■ WHAT YOU ARE ASKED TO DO ■
Set down the records that follow in full and without changes.

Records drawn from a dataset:
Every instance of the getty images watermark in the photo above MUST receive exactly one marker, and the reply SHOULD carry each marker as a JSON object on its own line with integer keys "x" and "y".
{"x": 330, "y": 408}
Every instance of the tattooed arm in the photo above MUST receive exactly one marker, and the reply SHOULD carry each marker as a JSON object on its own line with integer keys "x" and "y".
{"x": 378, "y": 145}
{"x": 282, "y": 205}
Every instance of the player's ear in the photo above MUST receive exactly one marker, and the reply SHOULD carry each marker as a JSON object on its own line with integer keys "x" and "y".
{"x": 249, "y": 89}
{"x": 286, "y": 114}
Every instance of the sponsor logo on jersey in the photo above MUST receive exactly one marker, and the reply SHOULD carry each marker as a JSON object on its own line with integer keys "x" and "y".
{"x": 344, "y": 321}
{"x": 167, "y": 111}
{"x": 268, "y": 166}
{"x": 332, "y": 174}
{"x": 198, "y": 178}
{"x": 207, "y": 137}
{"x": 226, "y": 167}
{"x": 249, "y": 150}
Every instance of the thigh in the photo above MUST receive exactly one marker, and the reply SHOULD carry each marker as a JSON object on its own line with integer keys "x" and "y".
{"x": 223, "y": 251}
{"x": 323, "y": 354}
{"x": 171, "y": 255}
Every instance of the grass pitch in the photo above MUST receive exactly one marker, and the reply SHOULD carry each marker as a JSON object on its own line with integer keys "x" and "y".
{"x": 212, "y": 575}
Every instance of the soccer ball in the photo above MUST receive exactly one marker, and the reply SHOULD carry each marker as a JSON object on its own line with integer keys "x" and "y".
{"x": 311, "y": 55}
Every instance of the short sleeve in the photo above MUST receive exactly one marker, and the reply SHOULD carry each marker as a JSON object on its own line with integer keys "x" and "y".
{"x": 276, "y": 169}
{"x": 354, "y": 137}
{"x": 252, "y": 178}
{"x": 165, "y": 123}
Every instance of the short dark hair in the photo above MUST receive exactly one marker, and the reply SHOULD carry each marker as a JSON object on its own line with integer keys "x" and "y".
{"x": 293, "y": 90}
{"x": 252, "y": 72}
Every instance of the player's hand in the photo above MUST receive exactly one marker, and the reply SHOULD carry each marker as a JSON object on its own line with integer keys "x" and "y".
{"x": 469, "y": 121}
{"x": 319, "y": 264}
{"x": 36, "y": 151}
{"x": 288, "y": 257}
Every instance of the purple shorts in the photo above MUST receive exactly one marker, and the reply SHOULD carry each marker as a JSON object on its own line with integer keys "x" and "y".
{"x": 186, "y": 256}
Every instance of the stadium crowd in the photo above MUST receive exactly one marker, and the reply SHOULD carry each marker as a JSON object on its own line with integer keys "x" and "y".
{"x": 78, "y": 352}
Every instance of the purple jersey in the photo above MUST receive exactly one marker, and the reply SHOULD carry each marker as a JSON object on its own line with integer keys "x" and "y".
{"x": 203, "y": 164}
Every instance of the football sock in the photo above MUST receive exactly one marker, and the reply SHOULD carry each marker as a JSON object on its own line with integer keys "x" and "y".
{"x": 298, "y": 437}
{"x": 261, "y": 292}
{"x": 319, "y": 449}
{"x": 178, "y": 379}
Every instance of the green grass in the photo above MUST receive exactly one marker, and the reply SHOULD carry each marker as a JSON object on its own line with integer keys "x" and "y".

■ TASK OUTPUT ■
Every instance of the getty images watermark in the photo above MUST receive exactly one marker, and the reply SHOULD carry each marker as a JSON object on its own line with integer keys "x" and "y".
{"x": 330, "y": 408}
Every instance of the tattooed arm in the photo above MUST receive exactly one marker, and the reply SHOULD carry each marker as a JSON object on its own line with integer keys "x" and "y".
{"x": 378, "y": 145}
{"x": 282, "y": 205}
Every instance of the player's ear in the photo above MUST receive exactly one marker, and the reply SHOULD carry each marker as a JSON object on its own line with integer keys "x" and "y".
{"x": 249, "y": 89}
{"x": 286, "y": 114}
Every instance of the sponsor logo on jersey in the photo above MUST receive exactly one marker, and the reply SHOULD carry each marker as a JSON object on its own line with integer keys "x" and "y".
{"x": 344, "y": 321}
{"x": 167, "y": 111}
{"x": 268, "y": 166}
{"x": 332, "y": 174}
{"x": 198, "y": 178}
{"x": 207, "y": 137}
{"x": 226, "y": 167}
{"x": 249, "y": 150}
Every instance of the thigh in the photo above MUST receive exactly one marker, and the reply SHOULD carry each marker as a JSON object on its own line with integer keys "x" and "y".
{"x": 223, "y": 251}
{"x": 323, "y": 354}
{"x": 171, "y": 255}
Every instance of the grass pitch in the photo above MUST receive exactly one marker, and the reply SHOULD carry each marker as a JSON object on its own line with integer keys "x" and "y".
{"x": 212, "y": 575}
Every instance of the soccer ball in the photo above MUST receive exactly one marker, and the reply SHOULD carry each marker as a JSON object on its own line with integer keys "x" and "y".
{"x": 311, "y": 55}
Every instance of the short sleeve in the photo above MUST receive exactly one marker, and the reply SHOULD carry each marker as a JSON object on its own line with integer keys "x" and "y".
{"x": 276, "y": 169}
{"x": 354, "y": 137}
{"x": 252, "y": 178}
{"x": 165, "y": 123}
Every instance of the short dark hair in the photo above MUST receive exactly one marker, and the reply SHOULD carry each marker as a JSON object on its own line with integer keys "x" and "y".
{"x": 293, "y": 90}
{"x": 252, "y": 72}
Every instance of the player's hand in the photo above MUST receive exactly one marker, and the reply SHOULD carry each marker as a JSON object on its own line with integer keys "x" and "y".
{"x": 469, "y": 121}
{"x": 319, "y": 264}
{"x": 36, "y": 151}
{"x": 288, "y": 257}
Every instance of the purple shorts in the photo above MUST receive exactly one marker, and the reply SHOULD carry each marker as a JSON object on its own line with integer keys "x" and "y".
{"x": 186, "y": 256}
Every instance of the stadium crowd in the photo above MUST receive exactly one marker, and the reply SHOULD carry each marker as a JSON object on its own line with integer keys "x" and "y".
{"x": 78, "y": 352}
Every instance of the purple jersey in the photo above MUST receive exactly one marker, and the reply SHOULD carry each marker as a JSON object on its own line with integer keys "x" and "y".
{"x": 203, "y": 164}
Every instance of the football sock in the photo above MUST receive exactly one marker, and the reply SHOULD carry each marker as a JSON object on its own line with integer keys "x" and "y".
{"x": 298, "y": 437}
{"x": 261, "y": 292}
{"x": 319, "y": 449}
{"x": 178, "y": 379}
Every instance of the green grass in the photo above MUST receive exactly one marker, and the reply SHOULD carry each marker as a JSON object on its own line with integer keys "x" and "y".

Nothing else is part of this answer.